Mi abuela y mi tío fueron víctimas de la esclerosis múltiple, una enfermedad que hoy cuenta con tratamientos que logran frenar los brotes que van cercenando las capacidades físicas de quienes la padecen, pero que se cebó cruelmente con ellos antes de cumplir los 50 años. La impotencia que provoca tener intactas las capacidades mentales y sentir cada día que extremidades y órganos dejan de responder, se traduce en un dolor extremo para pacientes y familiares que ven cómo su calidad de vida y las ganas de despertarse cada mañana se van apagando como una vela consumida. De mi abuela Montse solo me queda el nombre y unos diarios que espero convertir en novela, porque no llegué a conocerla, y de mi tío Goyo guardo recuerdos de una persona joven convertida en un anciano, una amalgama de libros y de cuadros espirituales y una colección de sellos. Ambos torearon a la esclerosis con su humor mordaz y negro y dejaron en mi madre una pena que todavía la come por dentro. Ambos no tuvieron la suerte de poder despedirse de forma digna y fallecieron cuando el dolor era tan insoportable que no les permitía mover ni un solo palmo de sus cuerpos, absolutamente conscientes de ello.

****

Según el texto sobre la esclerosis múltiple, ¿qué se espera hacer con los diarios de la abuela Montse?

(Entradas de datos)
****

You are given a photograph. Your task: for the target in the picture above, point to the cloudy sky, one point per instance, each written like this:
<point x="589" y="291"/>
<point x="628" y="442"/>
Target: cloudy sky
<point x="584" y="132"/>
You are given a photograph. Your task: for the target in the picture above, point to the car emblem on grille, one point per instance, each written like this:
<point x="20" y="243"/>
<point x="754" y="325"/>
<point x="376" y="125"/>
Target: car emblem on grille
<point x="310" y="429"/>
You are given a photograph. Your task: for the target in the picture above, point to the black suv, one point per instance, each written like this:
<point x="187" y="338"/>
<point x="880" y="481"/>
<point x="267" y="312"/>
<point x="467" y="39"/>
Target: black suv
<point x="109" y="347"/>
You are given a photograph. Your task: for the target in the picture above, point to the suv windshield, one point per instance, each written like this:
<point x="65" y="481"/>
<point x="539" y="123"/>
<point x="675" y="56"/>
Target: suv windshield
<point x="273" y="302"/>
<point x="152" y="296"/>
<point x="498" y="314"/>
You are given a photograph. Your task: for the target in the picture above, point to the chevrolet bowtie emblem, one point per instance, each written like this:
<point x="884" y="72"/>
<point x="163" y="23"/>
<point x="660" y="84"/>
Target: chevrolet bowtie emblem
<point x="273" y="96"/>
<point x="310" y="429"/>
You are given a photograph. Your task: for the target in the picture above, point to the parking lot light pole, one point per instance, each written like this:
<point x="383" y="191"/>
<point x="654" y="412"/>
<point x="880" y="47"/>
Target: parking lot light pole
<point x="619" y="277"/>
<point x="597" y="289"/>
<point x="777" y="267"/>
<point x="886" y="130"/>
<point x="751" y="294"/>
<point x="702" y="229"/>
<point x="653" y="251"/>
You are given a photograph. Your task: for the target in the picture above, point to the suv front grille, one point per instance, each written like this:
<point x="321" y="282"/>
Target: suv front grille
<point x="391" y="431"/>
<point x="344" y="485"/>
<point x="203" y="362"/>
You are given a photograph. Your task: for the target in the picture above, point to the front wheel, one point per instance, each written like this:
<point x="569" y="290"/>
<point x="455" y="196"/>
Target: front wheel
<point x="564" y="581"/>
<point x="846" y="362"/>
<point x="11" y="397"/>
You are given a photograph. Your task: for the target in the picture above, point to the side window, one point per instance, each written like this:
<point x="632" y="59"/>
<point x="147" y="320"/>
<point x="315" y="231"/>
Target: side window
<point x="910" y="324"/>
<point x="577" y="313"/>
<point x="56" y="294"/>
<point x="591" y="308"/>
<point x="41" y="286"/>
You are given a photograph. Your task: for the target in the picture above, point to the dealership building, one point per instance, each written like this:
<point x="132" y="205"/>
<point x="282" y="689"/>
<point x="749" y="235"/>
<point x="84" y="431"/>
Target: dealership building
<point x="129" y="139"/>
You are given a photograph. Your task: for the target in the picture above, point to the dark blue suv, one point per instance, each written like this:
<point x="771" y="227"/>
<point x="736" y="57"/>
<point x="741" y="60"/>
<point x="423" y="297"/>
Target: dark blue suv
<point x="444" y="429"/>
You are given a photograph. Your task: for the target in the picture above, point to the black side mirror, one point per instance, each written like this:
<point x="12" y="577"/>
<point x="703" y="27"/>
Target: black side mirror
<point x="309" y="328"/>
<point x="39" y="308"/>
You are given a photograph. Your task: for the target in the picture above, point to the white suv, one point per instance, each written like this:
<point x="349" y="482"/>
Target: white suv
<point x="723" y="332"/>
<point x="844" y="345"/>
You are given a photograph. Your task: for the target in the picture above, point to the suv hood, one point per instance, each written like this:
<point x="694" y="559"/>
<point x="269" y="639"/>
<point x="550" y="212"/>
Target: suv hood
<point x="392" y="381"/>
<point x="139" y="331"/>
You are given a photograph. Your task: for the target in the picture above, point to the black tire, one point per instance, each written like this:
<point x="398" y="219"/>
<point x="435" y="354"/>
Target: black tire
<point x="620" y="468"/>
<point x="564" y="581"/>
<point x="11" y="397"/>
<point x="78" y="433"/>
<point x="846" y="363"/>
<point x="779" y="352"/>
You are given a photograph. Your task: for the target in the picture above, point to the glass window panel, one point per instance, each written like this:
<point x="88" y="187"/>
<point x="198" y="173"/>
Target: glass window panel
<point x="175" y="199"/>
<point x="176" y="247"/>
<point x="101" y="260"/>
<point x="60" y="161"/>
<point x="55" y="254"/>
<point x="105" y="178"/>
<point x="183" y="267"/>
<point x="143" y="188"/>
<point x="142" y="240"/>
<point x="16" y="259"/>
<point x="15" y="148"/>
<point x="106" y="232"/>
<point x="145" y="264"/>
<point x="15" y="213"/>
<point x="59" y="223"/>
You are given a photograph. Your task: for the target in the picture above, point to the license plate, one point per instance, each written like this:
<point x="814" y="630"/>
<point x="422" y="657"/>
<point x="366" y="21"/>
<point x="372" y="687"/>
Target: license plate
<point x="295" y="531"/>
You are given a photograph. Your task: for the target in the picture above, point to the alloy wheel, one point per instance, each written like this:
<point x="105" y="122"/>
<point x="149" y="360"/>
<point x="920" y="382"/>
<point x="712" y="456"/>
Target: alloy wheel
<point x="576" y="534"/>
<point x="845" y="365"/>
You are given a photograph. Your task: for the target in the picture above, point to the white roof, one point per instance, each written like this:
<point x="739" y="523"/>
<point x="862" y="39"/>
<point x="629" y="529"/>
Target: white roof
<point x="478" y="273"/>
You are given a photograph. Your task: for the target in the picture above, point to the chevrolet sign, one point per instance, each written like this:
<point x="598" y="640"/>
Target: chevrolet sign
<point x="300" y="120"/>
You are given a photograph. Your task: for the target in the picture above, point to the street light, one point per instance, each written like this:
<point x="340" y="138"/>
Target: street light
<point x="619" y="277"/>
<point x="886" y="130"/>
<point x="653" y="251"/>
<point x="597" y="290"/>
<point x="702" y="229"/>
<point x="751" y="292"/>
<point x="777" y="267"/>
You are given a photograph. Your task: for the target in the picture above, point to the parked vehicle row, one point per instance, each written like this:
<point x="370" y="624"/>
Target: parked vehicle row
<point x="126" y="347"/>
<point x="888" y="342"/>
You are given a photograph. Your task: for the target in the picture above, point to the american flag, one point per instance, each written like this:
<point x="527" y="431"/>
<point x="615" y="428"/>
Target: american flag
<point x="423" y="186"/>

****

▶ **Respuesta**: Convertirlos en novela.